═══ Document segment

I read this today: "people tend to develop phobias for evolutionarily relevant threats (like snakes and spiders) rather than for things that are far more likely to kill them (like automobiles and electrical sockets)". So I got these 4 pictures and if you're anything like me you'll find that 2 of the objects appear benign, while two appear sinister to the point of causing discomfort.
Then it struck me that, once one understands evolution, this should have been incredibly obvious. One shouldn't find out something so simple and experience a feeling of enlightenment. Especially someone like me who considers themselves relatively intelligent and (accounting for age) relatively well-educated. This apparent paradox frustrated me, so naturally its been on my mind since I first read the original sentence.
The more I thought about it, the more I realized how utterly fantastic it is that we're able to experience such frustrations. There are 2 main reasons: we exist in a time where we can have the knowledge of something like that, and what the actual knowledge means.
We can compare time from the earliest life to 2012 by using a calendar. I calculated the calendar by scratch using a yellow pad and Wikipedia, so feel free to verify. There are of course some limitations to any such representation, but the underlying theme is well established fact. I set the start date of the calendar to January 1 at midnight, and the end date is December 31 at 11:59:59, and I'm using the calendar of the year 2012:
January 1st: Primordial ooze beings to exist
May 16, 9:00 pm: The great oxygenation event
September 12, noon: Sexual reproduction arises
November 6, 6:00 am: The first multi-cellular creatures arrive
November 10, 7:30 pm: The earliest brain appears via a flatworm. And these are still around! So consider that before defining *Homo sapiens* as the pinnacle of evolution.

══════
═══ Information provided

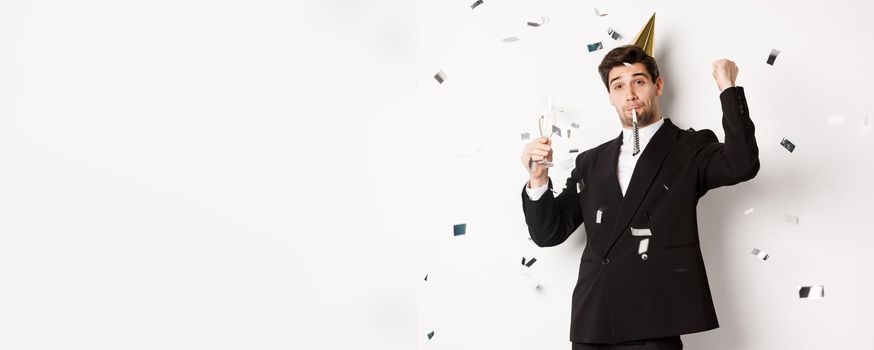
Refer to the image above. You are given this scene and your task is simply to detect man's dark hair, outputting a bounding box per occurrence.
[598,45,659,92]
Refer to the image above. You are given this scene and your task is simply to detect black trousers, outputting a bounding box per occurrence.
[571,335,683,350]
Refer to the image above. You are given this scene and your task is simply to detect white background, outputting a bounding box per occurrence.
[0,0,416,349]
[417,1,874,349]
[0,0,874,350]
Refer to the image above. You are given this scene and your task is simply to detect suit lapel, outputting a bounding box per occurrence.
[604,119,679,255]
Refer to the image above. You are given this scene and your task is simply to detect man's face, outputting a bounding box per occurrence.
[607,63,664,128]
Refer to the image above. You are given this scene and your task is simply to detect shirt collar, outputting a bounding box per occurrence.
[622,118,665,145]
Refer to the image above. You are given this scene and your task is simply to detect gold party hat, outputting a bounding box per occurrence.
[631,12,655,56]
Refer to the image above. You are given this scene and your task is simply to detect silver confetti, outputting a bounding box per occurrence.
[607,28,622,40]
[526,16,549,28]
[798,285,825,299]
[586,41,604,52]
[434,70,446,84]
[780,138,795,153]
[522,257,537,267]
[637,238,649,254]
[750,248,769,260]
[631,228,652,237]
[768,49,780,66]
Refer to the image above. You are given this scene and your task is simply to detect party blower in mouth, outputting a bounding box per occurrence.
[631,107,640,156]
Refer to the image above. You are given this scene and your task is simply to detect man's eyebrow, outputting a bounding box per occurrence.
[610,72,649,84]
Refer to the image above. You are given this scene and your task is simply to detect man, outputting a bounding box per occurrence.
[522,45,759,350]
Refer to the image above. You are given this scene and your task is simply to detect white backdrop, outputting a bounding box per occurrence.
[417,1,874,349]
[0,0,418,350]
[0,0,874,350]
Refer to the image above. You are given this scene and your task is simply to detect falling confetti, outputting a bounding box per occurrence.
[587,41,604,52]
[434,70,446,84]
[798,285,825,299]
[780,138,795,153]
[750,248,769,260]
[522,257,537,267]
[637,238,649,254]
[768,49,780,66]
[631,228,652,237]
[526,16,549,28]
[607,28,622,40]
[452,224,467,236]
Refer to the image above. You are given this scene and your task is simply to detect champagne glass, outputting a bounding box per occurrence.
[528,98,555,169]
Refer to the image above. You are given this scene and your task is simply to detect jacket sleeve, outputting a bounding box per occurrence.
[522,152,585,247]
[693,86,759,196]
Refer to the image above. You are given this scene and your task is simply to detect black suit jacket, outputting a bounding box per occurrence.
[522,87,759,343]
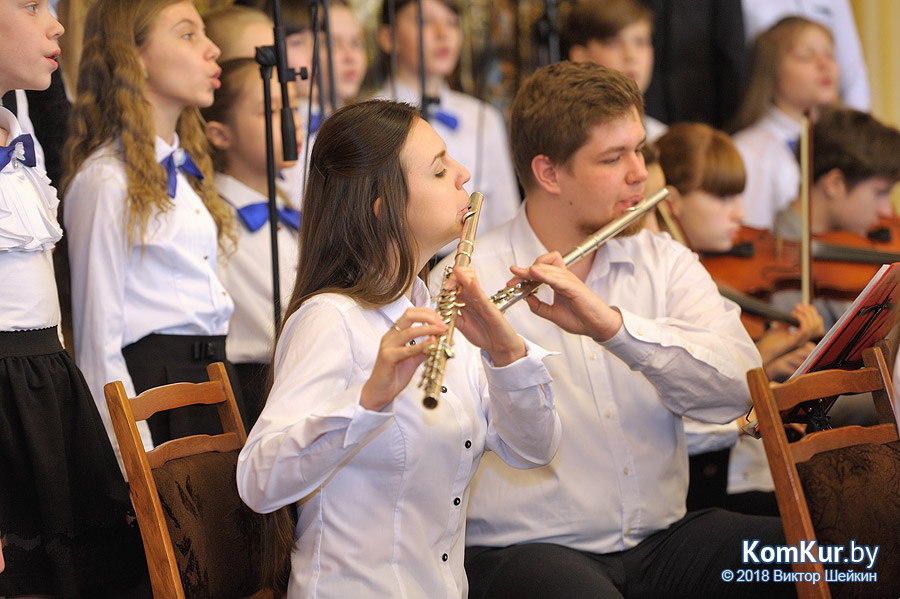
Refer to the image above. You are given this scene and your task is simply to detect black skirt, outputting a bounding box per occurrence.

══════

Task requirements:
a: Rewrite the essay on phobias and evolution from "Then it struck" up to and including "actual knowledge means.", swapping "paradox" for "contradiction".
b: In the essay on phobias and evolution, what date and time does the calendar give for the appearance of the earliest brain?

Answers below:
a:
Then it struck me that, once one understands evolution, this should have been incredibly obvious. One shouldn't find out something so simple and experience a feeling of enlightenment. Especially someone like me who considers themselves relatively intelligent and (accounting for age) relatively well-educated. This apparent contradiction frustrated me, so naturally its been on my mind since I first read the original sentence.
The more I thought about it, the more I realized how utterly fantastic it is that we're able to experience such frustrations. There are 2 main reasons: we exist in a time where we can have the knowledge of something like that, and what the actual knowledge means.

b: November 10, 7:30 pm.